1

For some reason I need to use regular expressions to extract some data from a web site. The data has similar HTML structure, only text differs. For simplicity I show it this way:

p = '<div class="col-xs-6"><p>Gender:</p></div><div class="col-xs-6"><a href="/skor/herr">Herr</a>, <a href="/skor/dam">Dam</a></div>'
t = '<div class="col-xs-6"><p>Kategori:</p></div><div class="col-xs-6"><a href="/skor/kangor-boots">Boots</a></div>'
s = p + t

I am only interested in 'Gender' which means I want to extract 'Herr' and 'Dam' only.

So far I came up with two options - both not working:

m = re.findall("Gender.+?<div.+?>([\w ]+)<\/.+?<\/div>", s, re.DOTALL)

gives:

['Herr']

I guess because it is non-greedy

But if I make it greedy:

re.findall("Gender.+?<div.+>([\w ]+)<\/.+?<\/div>", s, re.DOTALL)

It returns:

['Boots']

So I am struggling to figure out how to get both 'Herr' and 'Dam' and nothing more?

Given data:
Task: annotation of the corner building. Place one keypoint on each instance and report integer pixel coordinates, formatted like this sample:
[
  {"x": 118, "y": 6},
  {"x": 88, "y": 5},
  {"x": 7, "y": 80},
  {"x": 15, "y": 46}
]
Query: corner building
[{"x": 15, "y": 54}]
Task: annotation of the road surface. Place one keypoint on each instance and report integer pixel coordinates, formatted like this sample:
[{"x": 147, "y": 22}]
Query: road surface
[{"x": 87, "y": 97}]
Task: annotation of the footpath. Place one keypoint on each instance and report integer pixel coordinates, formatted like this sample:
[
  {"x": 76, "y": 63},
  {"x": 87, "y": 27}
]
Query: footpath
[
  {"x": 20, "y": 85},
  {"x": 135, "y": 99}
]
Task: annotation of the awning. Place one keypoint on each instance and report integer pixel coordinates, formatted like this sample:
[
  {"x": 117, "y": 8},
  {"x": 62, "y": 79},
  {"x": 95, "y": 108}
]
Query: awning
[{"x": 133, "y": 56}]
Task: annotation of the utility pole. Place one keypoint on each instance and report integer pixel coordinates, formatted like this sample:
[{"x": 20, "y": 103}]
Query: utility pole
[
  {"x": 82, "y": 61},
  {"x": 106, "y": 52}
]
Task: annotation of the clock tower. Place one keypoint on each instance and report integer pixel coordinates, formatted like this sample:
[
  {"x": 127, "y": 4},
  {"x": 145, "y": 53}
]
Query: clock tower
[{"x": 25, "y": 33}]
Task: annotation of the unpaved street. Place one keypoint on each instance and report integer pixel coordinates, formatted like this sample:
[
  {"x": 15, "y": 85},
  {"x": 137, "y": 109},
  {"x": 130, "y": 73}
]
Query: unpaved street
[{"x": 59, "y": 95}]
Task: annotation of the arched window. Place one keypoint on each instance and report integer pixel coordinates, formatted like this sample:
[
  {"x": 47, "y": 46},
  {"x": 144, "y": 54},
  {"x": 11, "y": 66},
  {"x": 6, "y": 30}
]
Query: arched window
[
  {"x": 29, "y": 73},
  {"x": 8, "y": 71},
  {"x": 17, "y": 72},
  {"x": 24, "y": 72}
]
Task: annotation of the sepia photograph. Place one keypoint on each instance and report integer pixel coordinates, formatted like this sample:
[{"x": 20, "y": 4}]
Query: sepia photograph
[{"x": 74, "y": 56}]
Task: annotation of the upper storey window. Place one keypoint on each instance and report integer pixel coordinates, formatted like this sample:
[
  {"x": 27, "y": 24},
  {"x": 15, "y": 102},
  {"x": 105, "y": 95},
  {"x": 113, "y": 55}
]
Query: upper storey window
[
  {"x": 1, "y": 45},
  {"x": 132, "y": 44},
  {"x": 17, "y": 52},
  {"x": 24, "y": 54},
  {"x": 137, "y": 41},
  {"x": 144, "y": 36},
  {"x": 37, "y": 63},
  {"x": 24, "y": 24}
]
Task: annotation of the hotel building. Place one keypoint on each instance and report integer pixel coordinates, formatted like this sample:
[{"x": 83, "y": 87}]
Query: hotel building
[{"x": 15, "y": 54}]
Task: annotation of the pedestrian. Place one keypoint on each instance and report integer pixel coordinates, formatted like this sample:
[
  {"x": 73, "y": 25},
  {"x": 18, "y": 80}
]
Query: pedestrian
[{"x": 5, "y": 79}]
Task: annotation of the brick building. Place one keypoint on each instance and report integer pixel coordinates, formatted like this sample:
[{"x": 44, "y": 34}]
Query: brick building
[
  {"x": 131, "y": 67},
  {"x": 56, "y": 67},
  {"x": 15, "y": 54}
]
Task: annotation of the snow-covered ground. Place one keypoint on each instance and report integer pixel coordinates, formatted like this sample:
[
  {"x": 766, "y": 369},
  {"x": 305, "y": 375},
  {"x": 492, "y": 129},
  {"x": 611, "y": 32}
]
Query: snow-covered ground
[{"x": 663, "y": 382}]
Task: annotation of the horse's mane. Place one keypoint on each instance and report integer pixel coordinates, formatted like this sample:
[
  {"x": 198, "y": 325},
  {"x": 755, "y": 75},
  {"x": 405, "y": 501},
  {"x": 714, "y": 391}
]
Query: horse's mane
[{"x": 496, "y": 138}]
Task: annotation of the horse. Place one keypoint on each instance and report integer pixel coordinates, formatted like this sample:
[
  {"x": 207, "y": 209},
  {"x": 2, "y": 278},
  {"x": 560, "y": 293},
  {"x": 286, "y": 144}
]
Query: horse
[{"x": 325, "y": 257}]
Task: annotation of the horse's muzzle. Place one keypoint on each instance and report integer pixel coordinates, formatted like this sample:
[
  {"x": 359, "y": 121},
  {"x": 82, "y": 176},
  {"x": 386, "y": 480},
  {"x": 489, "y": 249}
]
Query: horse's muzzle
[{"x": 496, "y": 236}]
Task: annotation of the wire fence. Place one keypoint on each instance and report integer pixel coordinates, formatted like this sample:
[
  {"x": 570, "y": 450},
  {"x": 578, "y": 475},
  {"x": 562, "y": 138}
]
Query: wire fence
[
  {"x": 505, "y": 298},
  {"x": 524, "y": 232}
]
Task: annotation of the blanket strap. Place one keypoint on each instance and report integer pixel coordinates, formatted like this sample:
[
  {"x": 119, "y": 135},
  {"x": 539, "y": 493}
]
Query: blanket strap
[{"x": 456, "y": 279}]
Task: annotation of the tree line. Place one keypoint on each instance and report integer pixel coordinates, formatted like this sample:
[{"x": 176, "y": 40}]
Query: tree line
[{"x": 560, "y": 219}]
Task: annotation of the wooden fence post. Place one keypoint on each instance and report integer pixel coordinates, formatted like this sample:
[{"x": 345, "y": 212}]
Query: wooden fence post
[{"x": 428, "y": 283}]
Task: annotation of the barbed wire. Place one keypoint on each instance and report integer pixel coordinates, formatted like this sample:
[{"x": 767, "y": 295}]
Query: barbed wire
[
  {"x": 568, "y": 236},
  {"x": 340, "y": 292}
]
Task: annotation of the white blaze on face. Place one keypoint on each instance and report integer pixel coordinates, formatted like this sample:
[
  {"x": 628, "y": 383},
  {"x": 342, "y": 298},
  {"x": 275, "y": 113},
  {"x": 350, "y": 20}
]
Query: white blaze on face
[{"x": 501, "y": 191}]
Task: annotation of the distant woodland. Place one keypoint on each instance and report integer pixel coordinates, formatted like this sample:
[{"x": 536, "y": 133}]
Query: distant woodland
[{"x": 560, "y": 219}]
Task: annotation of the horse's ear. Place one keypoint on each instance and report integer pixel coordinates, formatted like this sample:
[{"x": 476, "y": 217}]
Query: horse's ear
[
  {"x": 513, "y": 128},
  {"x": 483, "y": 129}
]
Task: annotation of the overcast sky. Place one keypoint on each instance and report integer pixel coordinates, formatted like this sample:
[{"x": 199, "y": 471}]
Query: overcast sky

Your instructions: Could you repeat the part of the regular-expression post starting at "For some reason" and ending at "and 'Dam' only.", changing "extract" to "retrieve" throughout?

Answer to the exercise:
For some reason I need to use regular expressions to retrieve some data from a web site. The data has similar HTML structure, only text differs. For simplicity I show it this way:

p = '<div class="col-xs-6"><p>Gender:</p></div><div class="col-xs-6"><a href="/skor/herr">Herr</a>, <a href="/skor/dam">Dam</a></div>'
t = '<div class="col-xs-6"><p>Kategori:</p></div><div class="col-xs-6"><a href="/skor/kangor-boots">Boots</a></div>'
s = p + t

I am only interested in 'Gender' which means I want to retrieve 'Herr' and 'Dam' only.